◆ Selected excerpt:
______________________________

Surely I can write something at BioPerl/BioPython to do it, but cutadapt is too smart already ;-) I try to figure out how to do it "automatically"

lokapal avatar Feb 12 '22 10:02 lokapal

Just to clarify: What would these two reads need to look like after trimming?

marcelm avatar Feb 12 '22 10:02 marcelm

I think you can get what you want by using -a CATGN{20}X, that is, a non-internal 3' adapter. You can see the X as not being allowed to match any base of the read, so you can have 20 bases following the CATG, but not more.

You’ll also need --action=retain if you do not want the CATG itself to be removed.

marcelm avatar Feb 12 '22 10:02 marcelm

It doesn't work at all, these sequence were not trimmed at all (I guess retain is in effect):

@HISEQ:XXXXXXXXXXXXXX 1:N:0:TATAATAT GAATTCTTCACTGGGGCTCCTAGGATGGGCTGGTTGGGTGGGGGTGGAGAATGTCTGCCTCCAGAGTTTGCATGGA

@HISEQ:XXXXXXXXXXXXXX 1:N:0:TATAATAT TGTGACCAAAAGTGCCTCTGCTGGGAGCTGGGATCCTCGGGACCATGATCCCAACAATGTTCACAG

The commandline was: cutadapt -j 20 --action=retain --minimum-length 20 -q 24 -a CATGN{20}X

lokapal avatar Feb 12 '22 12:02 lokapal

I've tried to build linked adapter something like to: "CATG;required;action=retain;noindels;min_overlap=4;max_error_rate=0.01...N{20}X;optional;action=trim" but to no avail: action per adapter is not supported

lokapal avatar Feb 12 '22 12:02 lokapal

You’re right, --action=retain won’t work the way you need it. I don’t think the linked adapters approach works either. I don’t have any further suggestions at the moment except that you could create an info file and parse that. But if you are just looking for CATG without indels and without mismatches, then you might as well implement this yourself just using str.find() without using Cutadapt at all.

I think what you would need is a way to specify where exactly to cut the sequence when an adapter has been found. Something like an extra character in the adapter sequence, so -a CATG_N{20} would cut between CATG and the rest. And then --action=retain would be the same as specifying -a ADAPTER_.

I’ll think further about this, but I will likely not have any time for anything like this soon.

marcelm avatar Feb 12 '22 13:02 marcelm

______________________________

◆ Dataset:
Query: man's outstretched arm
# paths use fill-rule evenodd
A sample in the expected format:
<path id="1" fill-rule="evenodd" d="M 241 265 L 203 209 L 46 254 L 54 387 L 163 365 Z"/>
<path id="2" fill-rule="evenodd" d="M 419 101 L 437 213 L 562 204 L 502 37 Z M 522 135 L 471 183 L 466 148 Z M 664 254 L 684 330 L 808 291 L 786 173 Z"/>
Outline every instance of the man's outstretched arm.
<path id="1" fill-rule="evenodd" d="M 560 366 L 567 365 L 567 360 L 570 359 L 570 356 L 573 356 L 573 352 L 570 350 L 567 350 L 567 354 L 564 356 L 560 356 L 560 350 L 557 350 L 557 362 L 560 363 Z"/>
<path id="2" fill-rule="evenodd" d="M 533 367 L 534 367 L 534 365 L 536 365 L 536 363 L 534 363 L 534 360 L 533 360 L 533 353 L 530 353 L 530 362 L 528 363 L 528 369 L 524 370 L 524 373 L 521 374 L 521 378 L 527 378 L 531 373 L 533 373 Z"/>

______________________________

According to the cutadapt discussion above, which option is needed if the CATG itself should not be removed?

--action=retain